### Task to complete
Your reply should reproduce each line below exactly and carry none of the pictures.

### Given information
※ ※ ※
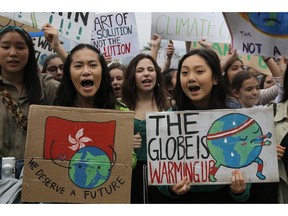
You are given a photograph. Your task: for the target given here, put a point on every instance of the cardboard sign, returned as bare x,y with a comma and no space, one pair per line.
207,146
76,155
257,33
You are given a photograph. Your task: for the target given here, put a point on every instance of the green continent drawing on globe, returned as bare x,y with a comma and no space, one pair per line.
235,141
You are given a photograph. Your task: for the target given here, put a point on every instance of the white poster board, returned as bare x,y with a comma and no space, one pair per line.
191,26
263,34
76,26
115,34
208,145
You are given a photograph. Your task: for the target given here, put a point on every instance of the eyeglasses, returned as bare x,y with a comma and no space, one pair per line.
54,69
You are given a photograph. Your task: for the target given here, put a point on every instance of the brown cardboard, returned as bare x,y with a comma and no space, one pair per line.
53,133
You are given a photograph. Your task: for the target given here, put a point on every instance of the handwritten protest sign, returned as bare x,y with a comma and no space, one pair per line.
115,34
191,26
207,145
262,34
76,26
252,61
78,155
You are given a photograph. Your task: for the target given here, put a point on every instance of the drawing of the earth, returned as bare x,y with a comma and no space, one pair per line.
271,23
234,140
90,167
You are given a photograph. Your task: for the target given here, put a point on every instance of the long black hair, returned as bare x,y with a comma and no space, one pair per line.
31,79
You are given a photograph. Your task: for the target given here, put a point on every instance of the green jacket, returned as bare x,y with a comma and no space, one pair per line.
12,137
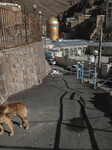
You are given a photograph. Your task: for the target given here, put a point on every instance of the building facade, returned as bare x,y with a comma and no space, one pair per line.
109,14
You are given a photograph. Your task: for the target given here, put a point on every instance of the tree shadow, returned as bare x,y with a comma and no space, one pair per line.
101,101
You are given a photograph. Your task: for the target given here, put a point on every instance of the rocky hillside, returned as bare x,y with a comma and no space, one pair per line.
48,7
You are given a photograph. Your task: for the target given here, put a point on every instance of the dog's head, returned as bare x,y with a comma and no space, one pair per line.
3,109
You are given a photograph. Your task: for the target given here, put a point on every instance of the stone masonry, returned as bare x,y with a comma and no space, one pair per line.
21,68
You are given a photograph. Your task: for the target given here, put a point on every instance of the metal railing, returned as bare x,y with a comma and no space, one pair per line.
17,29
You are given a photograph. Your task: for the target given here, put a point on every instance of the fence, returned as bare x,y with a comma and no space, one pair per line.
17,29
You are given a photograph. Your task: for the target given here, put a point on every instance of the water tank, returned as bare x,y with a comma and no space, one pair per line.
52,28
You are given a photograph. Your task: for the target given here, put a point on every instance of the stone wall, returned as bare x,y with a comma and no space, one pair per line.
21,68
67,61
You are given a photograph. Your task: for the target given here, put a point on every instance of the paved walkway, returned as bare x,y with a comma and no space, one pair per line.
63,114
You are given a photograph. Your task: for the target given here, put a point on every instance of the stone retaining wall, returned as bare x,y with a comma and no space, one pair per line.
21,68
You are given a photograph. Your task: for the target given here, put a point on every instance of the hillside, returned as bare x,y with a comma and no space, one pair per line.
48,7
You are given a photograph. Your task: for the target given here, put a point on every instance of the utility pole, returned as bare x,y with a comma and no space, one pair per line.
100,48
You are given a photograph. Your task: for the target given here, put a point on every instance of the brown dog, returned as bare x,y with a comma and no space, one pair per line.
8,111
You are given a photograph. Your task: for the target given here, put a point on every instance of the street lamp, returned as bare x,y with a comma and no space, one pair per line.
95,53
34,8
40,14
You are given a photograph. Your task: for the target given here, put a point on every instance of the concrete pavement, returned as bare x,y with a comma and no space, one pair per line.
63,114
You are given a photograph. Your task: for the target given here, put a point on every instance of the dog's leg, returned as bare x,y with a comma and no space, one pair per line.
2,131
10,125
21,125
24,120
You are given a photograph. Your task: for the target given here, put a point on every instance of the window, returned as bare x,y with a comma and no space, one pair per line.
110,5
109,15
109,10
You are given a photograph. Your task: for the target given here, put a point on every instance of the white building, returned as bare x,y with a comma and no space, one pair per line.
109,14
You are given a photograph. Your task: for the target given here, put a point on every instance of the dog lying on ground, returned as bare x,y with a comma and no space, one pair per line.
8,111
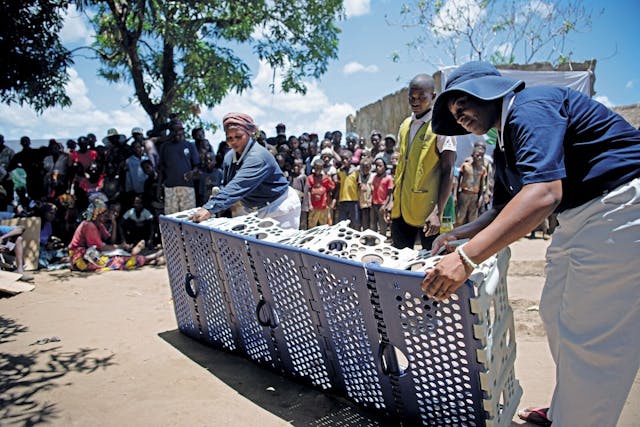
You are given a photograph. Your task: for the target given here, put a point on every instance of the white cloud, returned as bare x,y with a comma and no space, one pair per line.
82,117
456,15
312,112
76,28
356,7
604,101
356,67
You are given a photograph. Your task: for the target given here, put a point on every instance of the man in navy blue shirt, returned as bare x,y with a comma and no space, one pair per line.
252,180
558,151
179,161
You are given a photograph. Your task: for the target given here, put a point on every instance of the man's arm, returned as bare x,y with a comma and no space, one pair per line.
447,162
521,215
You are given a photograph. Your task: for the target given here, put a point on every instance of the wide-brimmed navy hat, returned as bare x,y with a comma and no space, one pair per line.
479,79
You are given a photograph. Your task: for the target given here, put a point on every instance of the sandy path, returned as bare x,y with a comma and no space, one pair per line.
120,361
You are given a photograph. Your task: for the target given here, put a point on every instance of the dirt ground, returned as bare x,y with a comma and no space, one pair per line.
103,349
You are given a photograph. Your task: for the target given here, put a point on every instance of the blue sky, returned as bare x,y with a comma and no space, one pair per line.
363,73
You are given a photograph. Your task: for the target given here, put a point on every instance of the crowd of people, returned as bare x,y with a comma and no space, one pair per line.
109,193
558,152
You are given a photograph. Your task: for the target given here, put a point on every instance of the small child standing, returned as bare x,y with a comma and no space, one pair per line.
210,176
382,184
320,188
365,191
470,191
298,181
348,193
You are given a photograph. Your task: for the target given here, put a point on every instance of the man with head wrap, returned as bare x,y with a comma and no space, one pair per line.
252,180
※ ※ ※
### Response to the task
You are given a photograph. Your task: for the target given here, put a point on every instance of the cardboard sign, returned as bare x,y with a comma and no space, one pair per line.
207,146
76,155
257,33
You are given a photograph. Your task: for the target given here, put a point on every instance of the green continent drawing on globe, returned as bare x,y with a comma and no space, one pair per line.
235,141
You are given a photograph. Your task: for the target given here, put a point on every instance of the white poster board, returned as bare x,y with a comma and no space, one pair per line.
191,26
263,34
76,26
115,34
208,145
You are given a photograph. Your task: for the target given here, put a point on every instance of the eyeglasses, returned as bare x,y with a comma and no space, one pair per line.
54,69
You are given a photograph. Your task: for the target given here, put a point on every instance of the brown cardboard, returned as bare x,y with a comma and no space, one pair per line.
53,133
You are given a photograph. Your task: for the target given here, put a point on every instance of the handwritten protest sign, returned as bare x,y with a comma and no space, one pair per line.
115,34
191,26
207,145
262,34
76,26
252,61
78,155
You are given a photograph. Your task: for the target given here, put a point on every instance of the drawing of the earth, returned as bare x,y with a comma and no space, one pair per line.
271,23
234,140
90,167
You are given a photograph. Your task: for the target given here, put a point on every instance of the long black hair, returned as bare x,y with a comma and no space, one pair per line.
31,79
You are given a photograph. Your task: for the target given here, put a point on every instance of the green jacket, returned as bare x,y with a comma and no space, one pair per line.
12,137
You are given a photograph. Your task: for the target given here, put a point on every instance of the building facade, returned as bare x,y with a comma and no space, one pair per line.
109,14
You are given a photograph. Your task: for the target given here, put a point on every instance of the tree shadow, returned as bare x,y with a comma and no space, one pair per line.
101,101
You are given a photograph. Your task: for the target given here, put a point on every instance of the rocky hillside, returned as bare x,y with a comma and no space, one pair per line.
48,7
You are given a photograph. Your task: for the target given here, put a point on every instance of the dog's head, returned as bare x,y with a comma and no space, one pair per line.
3,109
You are given a photograph. Your task: for the target given here, put a point on every instance of the stone masonry, returned as bare x,y with a comma and no space, one pair per line.
21,68
You are given a photograph. Your task: for the target given here, put a point on every instance of the metal railing, returned as bare x,y with a comma and no space, one pair per line.
17,29
You are given a photograph. Your task: for the target given here, put a point on every instance of the fence, returned as bare x,y with a comma and no space, one pair per line.
17,29
You are given a photograph. Your task: for the target given here, put a point on every instance of the water tank, returned as bare x,y with a comma and no space, one pair per line.
52,28
You are given a photograph. Your task: for the target given here, put a point on every instance of the stone wall, returned as bare x,y with a comma and no space, one pair per line.
21,68
67,61
You are given a photograph. Your task: for the target given here, put a point on every instance of the paved walkway, returned as bare x,y with a comma and no space, one pair per line.
63,114
You are given a photograph. Your task: for the target given here, put a point on every instance of the stone retaining wall, returned as bare x,y with a comma and no space, one pair per line.
21,68
You are given a photograph. Your task: for the target given here, put a point on every instance of the hillside, returned as bare x,y with a comma and no space, one pair per line.
48,7
You are given a photograph. Your task: for the target given here, put a point on every instance of the utility pole, returned as bare x,y with a comma and no space, one pair per line.
100,48
You are given a photograph. Your task: for the target given here, put a point on every instance of the brown dog, returned as bare x,y with a comma and no space, one pair per line.
8,111
You are given a photograph. Your task: for the target given here, put a point on every instance of the street lamp, returned as bare x,y with a comma and no space, one pair per line.
95,53
34,8
40,14
You are given a photograph. Your task: for the target given here, put a point on every instance of the concrete pavement, returned as bare x,y with a comma and no space, one pair per line.
63,114
You are given a photograph. Your task: for the target given here, put a point on every instance of the dog's leg, returned as bare x,y with a comma and no space, one pair per line.
2,131
10,125
21,125
24,120
You are given a photograph. Your task: for the target given here, put a point on every instance of the window, returned as bare x,y with a comma and no space, one pair per line.
110,5
109,15
109,10
You are given a photograph. Your task: for the target given here, put a point on every instance of the white building, returned as bare x,y with a comma and no space, one pair per line.
109,14
You are given a photograph. Your task: for the target given here, put a point on every instance of the dog lying on ground, returned as bare x,y with a comma and no space, one pair per line.
8,111
You are given a photograph. Your task: for the target given here, put a point on every instance of the white cloud, returned as bare x,y with a comma and no space, one pair per line.
82,117
456,15
312,112
76,28
356,7
604,101
356,67
You are given a photograph. Your task: for the target given here, put a point on every instance of the man in navy blue shirt, returned as bare x,y with a comma and no space, one pair per line.
252,180
558,151
179,161
You are given a photograph. Your task: for the target given here, put a point on every instance of the man's arm, returned as bare x,y with a comma and no space, one pair per line.
447,162
521,215
You are given a photograph. Your task: for the target given here, put a point on every instance of the wide-brimmed navy hat, returned as bare x,y with a comma and no space, one pair per line.
479,79
You are given a photograph. Your task: for the target given here, put a point on every instance of the sandy path, returned as bare x,y with a comma and no space, one pair per line.
120,361
You are given a photograph. Your task: for the target given here, put a point on every instance of the dirt ground, returned as bare x,y with a comma and no space, one pair per line.
103,349
You are given a photograph. Your task: for the target given here, put a point on every instance of the blue sky, returned as bare x,y with a comma and no space, one pair per line.
363,73
You are given a photograph. Your task: for the target given here, put a point on every instance of the crowd of people, returned as bare x,y with a comma and no space, one pair per line.
109,193
558,152
You are given a photograph. Your task: for the target given here, put a point on every instance of the small child standing, returned as bare x,y with a comma and no space, one pair per line.
210,176
382,184
320,188
365,191
470,191
298,181
348,193
You are given a photograph. Your task: for the target given here, put a point on every instance of the man with head wrap, returned as bare x,y with a comma and no space, one pair per line.
252,180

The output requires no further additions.